INSTRUCTIONS TO FOLLOW:
Extract every line in the data below that contains the string "short", treating uppercase and lowercase as different.

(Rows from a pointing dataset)

- - - -

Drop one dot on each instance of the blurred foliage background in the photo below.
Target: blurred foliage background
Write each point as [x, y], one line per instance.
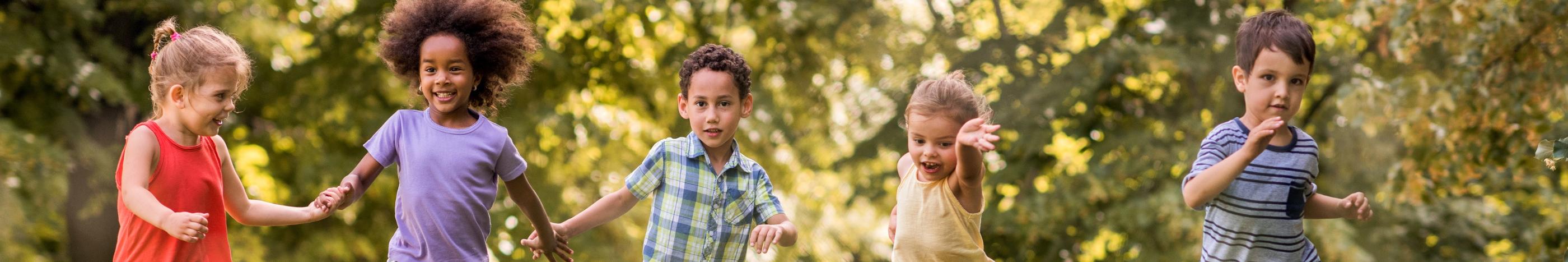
[1435, 109]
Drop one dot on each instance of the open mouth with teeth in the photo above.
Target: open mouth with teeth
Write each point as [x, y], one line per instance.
[930, 167]
[446, 96]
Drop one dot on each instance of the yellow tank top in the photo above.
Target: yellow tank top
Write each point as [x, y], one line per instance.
[932, 225]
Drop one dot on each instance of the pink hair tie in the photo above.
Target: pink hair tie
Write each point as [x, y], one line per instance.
[171, 40]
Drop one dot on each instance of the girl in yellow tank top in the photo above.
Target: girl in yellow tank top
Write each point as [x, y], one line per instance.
[940, 190]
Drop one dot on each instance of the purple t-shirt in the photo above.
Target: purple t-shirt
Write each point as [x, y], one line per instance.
[446, 184]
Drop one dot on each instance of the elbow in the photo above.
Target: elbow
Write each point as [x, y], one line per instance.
[1194, 201]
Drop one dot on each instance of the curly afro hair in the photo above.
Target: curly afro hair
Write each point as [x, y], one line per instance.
[498, 35]
[717, 58]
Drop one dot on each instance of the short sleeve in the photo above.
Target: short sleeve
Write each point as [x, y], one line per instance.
[1219, 145]
[769, 204]
[650, 174]
[510, 164]
[383, 145]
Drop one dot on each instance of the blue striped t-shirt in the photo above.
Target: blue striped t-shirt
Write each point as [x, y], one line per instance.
[1259, 215]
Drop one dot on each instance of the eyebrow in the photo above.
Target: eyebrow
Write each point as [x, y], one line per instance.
[455, 60]
[722, 96]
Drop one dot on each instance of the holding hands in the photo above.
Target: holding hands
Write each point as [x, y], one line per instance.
[551, 250]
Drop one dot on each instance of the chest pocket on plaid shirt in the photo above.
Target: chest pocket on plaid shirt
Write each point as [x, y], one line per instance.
[741, 208]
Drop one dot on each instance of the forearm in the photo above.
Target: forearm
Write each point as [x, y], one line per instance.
[267, 214]
[143, 204]
[1211, 182]
[529, 201]
[1322, 206]
[603, 211]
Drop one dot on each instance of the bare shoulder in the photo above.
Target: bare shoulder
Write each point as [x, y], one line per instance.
[142, 140]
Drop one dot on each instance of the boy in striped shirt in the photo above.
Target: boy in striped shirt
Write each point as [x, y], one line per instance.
[1255, 176]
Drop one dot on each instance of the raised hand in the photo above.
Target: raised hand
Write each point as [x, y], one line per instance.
[1263, 132]
[979, 135]
[185, 227]
[1357, 208]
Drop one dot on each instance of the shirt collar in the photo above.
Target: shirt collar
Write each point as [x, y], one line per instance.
[697, 150]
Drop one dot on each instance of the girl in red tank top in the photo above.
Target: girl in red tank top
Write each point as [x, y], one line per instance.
[175, 178]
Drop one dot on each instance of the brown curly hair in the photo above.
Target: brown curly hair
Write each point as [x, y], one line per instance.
[717, 58]
[496, 34]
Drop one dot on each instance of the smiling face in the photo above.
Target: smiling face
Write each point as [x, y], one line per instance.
[934, 143]
[203, 111]
[1274, 87]
[446, 76]
[714, 107]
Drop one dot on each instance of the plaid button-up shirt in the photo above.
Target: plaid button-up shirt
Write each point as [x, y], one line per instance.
[698, 214]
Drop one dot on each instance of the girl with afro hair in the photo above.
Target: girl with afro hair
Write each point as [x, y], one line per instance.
[461, 57]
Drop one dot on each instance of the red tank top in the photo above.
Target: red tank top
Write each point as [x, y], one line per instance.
[185, 180]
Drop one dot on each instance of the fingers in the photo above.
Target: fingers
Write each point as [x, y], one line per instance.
[773, 239]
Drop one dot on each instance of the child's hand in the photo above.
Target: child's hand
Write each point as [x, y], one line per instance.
[766, 236]
[349, 189]
[325, 203]
[1357, 208]
[185, 227]
[560, 250]
[1263, 132]
[979, 135]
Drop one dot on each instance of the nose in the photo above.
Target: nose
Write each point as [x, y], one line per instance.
[712, 115]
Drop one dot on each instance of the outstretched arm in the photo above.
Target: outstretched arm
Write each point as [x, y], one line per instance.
[974, 139]
[357, 182]
[254, 212]
[1324, 206]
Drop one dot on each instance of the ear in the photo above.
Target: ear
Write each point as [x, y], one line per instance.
[745, 107]
[178, 95]
[681, 105]
[1239, 77]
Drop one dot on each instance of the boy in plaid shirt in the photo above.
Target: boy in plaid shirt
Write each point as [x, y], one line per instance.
[710, 200]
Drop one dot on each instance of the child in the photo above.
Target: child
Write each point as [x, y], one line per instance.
[175, 170]
[708, 196]
[940, 190]
[1253, 184]
[463, 57]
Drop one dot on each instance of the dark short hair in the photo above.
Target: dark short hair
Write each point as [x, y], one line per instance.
[1280, 30]
[496, 34]
[717, 58]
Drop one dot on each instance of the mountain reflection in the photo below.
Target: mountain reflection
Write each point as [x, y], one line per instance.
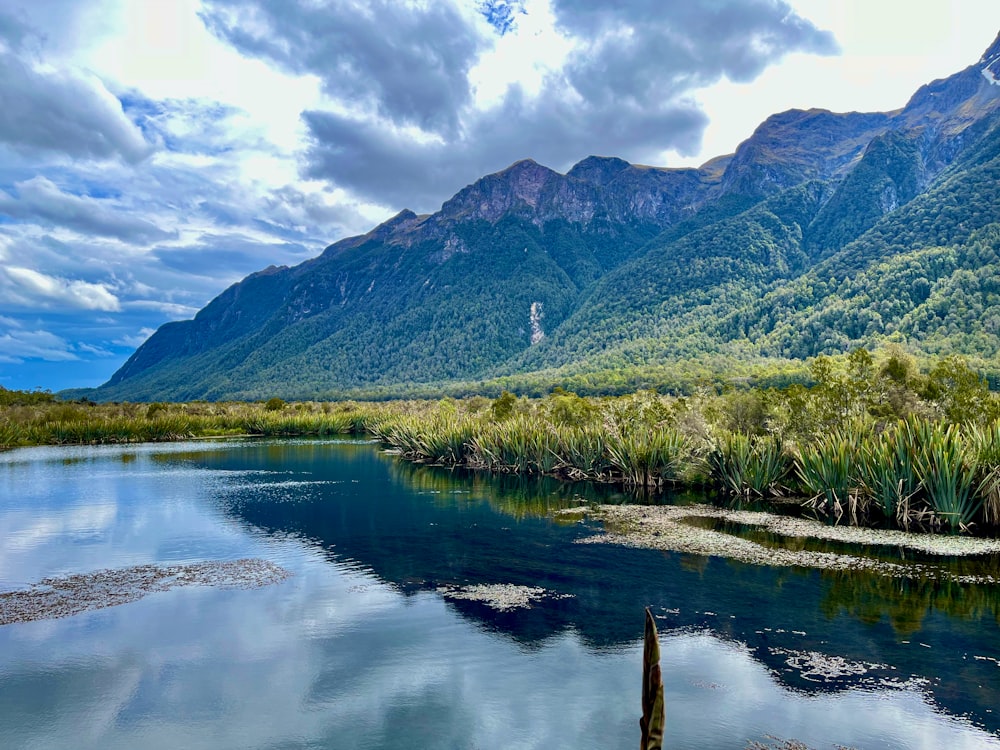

- - - -

OUTPUT:
Drop one dot on each instance of the short sleeve in the photo above.
Target: short sleeve
Drop one dot on each instance of the dark short hair in the photo above.
Target: dark short hair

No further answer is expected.